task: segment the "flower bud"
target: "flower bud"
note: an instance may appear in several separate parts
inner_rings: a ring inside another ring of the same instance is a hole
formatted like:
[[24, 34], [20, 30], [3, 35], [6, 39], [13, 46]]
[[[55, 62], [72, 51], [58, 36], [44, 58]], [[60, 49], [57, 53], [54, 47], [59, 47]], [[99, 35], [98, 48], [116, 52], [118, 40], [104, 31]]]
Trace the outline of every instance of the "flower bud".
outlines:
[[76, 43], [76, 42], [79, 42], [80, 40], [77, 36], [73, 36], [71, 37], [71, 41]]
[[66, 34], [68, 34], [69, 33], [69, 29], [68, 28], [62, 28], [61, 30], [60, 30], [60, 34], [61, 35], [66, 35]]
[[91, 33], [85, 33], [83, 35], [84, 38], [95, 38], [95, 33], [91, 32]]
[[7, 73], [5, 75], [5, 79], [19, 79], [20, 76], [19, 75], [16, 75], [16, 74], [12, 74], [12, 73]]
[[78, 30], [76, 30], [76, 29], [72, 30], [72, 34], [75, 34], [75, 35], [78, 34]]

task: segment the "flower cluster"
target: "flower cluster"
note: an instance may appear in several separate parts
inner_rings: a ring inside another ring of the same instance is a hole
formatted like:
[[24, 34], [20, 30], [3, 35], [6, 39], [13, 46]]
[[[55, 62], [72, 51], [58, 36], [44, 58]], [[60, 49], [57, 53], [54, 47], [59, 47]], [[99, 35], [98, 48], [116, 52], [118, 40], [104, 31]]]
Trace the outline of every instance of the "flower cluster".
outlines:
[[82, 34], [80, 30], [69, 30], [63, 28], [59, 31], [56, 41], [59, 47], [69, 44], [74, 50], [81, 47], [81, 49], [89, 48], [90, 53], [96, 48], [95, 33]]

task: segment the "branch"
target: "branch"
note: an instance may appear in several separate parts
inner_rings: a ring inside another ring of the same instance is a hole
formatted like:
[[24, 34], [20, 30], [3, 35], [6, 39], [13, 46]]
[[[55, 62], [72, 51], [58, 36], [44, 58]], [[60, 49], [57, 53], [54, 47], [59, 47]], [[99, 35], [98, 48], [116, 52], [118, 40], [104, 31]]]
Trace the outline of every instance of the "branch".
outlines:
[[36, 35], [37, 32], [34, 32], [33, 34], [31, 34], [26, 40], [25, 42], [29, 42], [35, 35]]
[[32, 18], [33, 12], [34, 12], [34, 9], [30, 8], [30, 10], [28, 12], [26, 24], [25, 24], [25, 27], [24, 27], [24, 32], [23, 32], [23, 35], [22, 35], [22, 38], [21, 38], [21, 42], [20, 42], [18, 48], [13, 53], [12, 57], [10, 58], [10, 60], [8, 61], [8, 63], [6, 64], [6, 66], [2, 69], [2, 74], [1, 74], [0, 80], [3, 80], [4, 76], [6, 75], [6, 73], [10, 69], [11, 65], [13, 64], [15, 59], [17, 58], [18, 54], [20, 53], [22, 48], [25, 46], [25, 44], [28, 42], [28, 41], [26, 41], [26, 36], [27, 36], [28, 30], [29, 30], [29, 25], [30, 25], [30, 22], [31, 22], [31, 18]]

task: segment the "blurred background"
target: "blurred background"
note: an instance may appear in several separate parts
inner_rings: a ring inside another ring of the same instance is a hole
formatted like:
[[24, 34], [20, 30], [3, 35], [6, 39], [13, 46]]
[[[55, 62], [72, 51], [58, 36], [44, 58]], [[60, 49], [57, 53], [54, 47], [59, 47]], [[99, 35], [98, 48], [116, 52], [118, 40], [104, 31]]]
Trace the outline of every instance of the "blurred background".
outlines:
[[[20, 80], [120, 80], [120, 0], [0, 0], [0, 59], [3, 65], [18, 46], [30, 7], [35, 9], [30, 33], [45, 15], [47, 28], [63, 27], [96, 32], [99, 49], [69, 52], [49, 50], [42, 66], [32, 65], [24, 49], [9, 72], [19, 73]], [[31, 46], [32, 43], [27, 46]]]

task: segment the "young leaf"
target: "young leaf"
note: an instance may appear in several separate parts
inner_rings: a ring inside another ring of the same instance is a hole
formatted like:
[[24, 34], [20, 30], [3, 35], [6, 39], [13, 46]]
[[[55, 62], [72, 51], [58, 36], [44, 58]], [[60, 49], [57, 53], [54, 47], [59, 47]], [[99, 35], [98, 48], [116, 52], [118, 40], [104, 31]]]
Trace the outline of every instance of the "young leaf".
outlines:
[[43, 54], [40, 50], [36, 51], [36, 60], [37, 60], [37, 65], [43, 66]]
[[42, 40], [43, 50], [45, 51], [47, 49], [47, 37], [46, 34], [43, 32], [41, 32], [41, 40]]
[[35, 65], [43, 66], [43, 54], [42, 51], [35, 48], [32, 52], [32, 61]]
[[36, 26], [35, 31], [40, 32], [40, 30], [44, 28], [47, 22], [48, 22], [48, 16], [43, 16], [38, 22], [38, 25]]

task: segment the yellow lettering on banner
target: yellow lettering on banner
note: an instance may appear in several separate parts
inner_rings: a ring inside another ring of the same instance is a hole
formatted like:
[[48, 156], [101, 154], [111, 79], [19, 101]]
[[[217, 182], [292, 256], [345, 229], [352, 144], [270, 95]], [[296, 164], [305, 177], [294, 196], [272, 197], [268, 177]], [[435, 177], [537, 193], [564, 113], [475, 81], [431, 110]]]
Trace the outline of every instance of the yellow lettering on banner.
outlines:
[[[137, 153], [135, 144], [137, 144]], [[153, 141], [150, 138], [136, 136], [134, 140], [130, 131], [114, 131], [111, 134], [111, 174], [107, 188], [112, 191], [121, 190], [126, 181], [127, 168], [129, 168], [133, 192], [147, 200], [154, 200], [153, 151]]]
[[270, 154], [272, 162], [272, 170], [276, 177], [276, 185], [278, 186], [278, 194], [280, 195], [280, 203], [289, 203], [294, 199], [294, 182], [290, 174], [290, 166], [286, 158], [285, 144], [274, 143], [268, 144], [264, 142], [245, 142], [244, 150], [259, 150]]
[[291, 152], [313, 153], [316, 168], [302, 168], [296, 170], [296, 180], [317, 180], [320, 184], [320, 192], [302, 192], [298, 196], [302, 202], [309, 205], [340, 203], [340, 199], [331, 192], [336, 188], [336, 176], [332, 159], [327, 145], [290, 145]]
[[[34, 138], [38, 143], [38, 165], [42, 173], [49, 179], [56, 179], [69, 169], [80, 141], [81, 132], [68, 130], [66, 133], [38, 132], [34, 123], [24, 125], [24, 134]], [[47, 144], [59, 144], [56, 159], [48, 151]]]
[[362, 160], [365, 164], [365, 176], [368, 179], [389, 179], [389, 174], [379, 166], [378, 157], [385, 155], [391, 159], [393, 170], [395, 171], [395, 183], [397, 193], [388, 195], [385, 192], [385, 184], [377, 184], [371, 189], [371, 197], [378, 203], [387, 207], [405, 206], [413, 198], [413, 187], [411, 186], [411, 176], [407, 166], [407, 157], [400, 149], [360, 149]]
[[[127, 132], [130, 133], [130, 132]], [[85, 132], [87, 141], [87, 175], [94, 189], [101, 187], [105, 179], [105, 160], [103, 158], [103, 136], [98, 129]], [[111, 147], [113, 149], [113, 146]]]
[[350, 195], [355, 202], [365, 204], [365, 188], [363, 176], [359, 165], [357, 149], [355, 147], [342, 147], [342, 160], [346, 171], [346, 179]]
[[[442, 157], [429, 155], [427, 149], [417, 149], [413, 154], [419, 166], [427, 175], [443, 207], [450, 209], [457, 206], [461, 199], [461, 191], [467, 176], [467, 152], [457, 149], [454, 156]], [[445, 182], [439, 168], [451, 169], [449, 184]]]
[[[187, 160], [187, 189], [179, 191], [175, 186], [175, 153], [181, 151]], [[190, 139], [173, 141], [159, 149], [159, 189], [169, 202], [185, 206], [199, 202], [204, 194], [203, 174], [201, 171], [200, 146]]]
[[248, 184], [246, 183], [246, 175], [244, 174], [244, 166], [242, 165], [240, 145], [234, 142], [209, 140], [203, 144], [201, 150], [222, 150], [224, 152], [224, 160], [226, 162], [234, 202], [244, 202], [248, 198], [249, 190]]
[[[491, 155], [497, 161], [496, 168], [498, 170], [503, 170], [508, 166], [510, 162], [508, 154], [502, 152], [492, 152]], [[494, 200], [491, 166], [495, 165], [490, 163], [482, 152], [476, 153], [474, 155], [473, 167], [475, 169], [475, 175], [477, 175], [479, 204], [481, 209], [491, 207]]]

Assignment - Only lines of the data holding the word "Trace" go in the answer. Please copy each of them.

Task output -
Trace the outline of every instance of the "flower bud".
Trace the outline of every instance of the "flower cluster".
Trace the outline of every instance of the "branch".
Trace the outline of every instance of the "blurred background".
Trace the outline of every instance of the "young leaf".
Trace the outline of every instance of the yellow lettering on banner.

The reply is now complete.